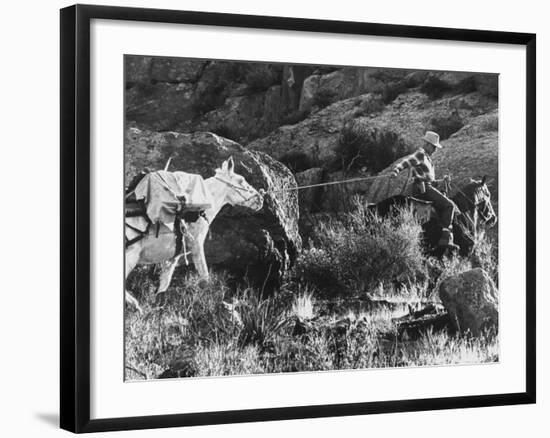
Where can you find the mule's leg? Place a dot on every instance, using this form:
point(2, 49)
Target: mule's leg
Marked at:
point(132, 258)
point(166, 273)
point(197, 250)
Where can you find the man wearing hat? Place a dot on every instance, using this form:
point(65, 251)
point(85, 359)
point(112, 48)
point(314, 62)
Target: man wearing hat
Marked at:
point(423, 173)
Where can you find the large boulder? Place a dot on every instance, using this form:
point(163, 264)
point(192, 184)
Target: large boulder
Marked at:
point(310, 199)
point(471, 298)
point(262, 245)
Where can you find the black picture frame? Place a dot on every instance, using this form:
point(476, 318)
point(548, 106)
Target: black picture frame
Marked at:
point(75, 217)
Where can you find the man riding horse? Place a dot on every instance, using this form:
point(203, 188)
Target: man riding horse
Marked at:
point(423, 173)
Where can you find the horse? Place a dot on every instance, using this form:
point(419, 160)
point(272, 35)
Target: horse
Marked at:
point(158, 246)
point(473, 208)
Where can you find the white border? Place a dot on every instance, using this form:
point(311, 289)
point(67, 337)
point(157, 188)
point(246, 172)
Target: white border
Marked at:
point(111, 397)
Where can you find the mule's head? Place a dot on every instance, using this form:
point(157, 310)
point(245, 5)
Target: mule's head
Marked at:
point(237, 190)
point(479, 194)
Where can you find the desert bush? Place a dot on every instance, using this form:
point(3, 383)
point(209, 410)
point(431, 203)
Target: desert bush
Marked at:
point(485, 256)
point(371, 105)
point(361, 250)
point(259, 77)
point(466, 85)
point(297, 161)
point(361, 145)
point(324, 97)
point(211, 91)
point(487, 85)
point(446, 126)
point(223, 130)
point(226, 360)
point(434, 87)
point(262, 319)
point(391, 90)
point(294, 116)
point(490, 123)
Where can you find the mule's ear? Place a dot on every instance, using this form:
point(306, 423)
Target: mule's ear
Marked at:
point(224, 166)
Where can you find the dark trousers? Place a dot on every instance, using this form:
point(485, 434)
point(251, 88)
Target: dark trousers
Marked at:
point(444, 206)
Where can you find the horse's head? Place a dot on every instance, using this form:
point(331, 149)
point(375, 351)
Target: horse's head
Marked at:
point(237, 190)
point(477, 193)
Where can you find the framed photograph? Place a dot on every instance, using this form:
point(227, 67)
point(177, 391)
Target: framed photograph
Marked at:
point(269, 218)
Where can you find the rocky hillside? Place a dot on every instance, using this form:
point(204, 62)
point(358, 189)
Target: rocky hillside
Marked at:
point(324, 123)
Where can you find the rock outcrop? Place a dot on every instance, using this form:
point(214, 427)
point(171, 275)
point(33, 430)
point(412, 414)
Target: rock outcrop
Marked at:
point(471, 298)
point(261, 246)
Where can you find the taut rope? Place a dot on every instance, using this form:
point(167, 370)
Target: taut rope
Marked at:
point(331, 183)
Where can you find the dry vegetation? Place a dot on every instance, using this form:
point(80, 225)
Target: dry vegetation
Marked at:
point(308, 325)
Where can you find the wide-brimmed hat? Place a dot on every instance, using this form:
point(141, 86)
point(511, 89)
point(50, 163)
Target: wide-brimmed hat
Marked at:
point(432, 138)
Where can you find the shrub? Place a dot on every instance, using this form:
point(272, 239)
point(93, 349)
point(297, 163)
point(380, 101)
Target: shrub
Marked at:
point(262, 319)
point(466, 85)
point(360, 146)
point(361, 250)
point(434, 87)
point(487, 85)
point(391, 90)
point(297, 161)
point(294, 117)
point(446, 126)
point(485, 256)
point(214, 81)
point(324, 97)
point(259, 77)
point(370, 105)
point(225, 131)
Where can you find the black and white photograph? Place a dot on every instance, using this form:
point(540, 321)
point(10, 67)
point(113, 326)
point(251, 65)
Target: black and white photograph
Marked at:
point(287, 218)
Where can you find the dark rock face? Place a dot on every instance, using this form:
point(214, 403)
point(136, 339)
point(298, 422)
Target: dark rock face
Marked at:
point(259, 245)
point(471, 298)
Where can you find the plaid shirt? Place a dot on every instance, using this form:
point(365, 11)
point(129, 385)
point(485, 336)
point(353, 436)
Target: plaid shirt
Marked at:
point(420, 164)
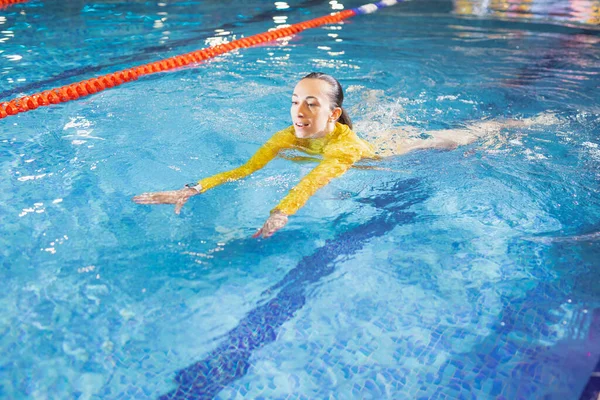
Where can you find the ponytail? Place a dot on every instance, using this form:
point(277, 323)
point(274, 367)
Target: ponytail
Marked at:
point(345, 119)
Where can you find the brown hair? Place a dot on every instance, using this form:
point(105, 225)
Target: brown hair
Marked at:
point(336, 94)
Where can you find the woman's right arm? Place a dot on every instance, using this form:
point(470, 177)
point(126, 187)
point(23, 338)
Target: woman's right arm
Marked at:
point(266, 153)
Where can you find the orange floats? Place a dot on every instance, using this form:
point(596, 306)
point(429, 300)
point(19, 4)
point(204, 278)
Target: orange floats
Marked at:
point(88, 87)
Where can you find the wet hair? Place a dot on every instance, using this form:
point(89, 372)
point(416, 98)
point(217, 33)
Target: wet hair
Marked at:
point(336, 94)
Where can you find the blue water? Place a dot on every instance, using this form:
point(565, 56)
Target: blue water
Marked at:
point(462, 274)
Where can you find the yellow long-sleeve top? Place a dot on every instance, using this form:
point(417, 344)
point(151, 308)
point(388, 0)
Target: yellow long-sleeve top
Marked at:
point(340, 149)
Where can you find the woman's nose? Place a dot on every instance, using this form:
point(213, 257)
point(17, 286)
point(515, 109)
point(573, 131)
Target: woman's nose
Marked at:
point(302, 110)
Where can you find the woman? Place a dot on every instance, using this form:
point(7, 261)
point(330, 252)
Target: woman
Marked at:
point(322, 127)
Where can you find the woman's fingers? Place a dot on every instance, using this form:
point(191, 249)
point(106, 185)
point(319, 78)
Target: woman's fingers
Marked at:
point(275, 222)
point(147, 198)
point(179, 204)
point(257, 234)
point(171, 197)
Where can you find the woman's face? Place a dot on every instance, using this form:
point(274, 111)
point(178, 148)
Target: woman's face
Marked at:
point(311, 111)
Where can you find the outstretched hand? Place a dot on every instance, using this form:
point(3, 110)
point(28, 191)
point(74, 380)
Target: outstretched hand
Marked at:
point(177, 197)
point(275, 222)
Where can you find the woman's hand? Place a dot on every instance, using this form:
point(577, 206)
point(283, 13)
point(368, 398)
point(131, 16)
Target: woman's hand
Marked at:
point(276, 221)
point(177, 197)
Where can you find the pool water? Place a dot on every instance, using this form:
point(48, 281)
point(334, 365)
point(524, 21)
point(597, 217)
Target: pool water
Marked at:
point(469, 273)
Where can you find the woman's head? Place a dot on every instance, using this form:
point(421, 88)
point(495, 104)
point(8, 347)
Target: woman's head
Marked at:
point(317, 105)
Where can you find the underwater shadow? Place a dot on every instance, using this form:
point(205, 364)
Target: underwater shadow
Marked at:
point(231, 359)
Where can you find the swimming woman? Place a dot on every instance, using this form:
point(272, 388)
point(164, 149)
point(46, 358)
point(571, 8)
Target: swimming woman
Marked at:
point(322, 127)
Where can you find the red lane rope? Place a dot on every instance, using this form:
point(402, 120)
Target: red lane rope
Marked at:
point(5, 3)
point(98, 84)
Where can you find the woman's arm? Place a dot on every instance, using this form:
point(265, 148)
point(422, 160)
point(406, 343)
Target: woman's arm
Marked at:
point(299, 195)
point(179, 197)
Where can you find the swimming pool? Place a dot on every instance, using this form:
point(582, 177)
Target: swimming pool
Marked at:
point(461, 274)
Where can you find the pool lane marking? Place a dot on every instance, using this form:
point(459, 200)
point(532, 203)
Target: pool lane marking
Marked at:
point(231, 360)
point(6, 3)
point(84, 88)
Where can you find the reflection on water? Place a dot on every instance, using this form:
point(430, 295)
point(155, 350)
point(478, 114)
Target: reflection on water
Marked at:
point(580, 11)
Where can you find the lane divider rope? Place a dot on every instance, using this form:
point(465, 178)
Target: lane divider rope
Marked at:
point(6, 3)
point(87, 87)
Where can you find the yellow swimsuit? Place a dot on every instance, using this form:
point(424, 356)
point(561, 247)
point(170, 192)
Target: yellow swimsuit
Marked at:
point(340, 149)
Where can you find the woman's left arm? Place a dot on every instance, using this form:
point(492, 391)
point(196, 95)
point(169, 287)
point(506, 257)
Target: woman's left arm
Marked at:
point(331, 167)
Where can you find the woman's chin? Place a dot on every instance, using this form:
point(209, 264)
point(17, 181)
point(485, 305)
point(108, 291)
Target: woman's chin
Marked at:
point(302, 134)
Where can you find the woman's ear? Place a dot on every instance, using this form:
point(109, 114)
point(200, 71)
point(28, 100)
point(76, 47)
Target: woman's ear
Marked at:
point(336, 113)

[Task brief]
Starting with the line containing "Where can you find the horse?" and going on through the line containing "point(473, 208)", write those lines out again, substituting "pony" for "horse" and leaving everything else unchanged.

[Result for this exercise]
Where can you find the pony? Place a dot on every instance, using this form:
point(419, 160)
point(272, 35)
Target: pony
Marked at:
point(158, 246)
point(473, 208)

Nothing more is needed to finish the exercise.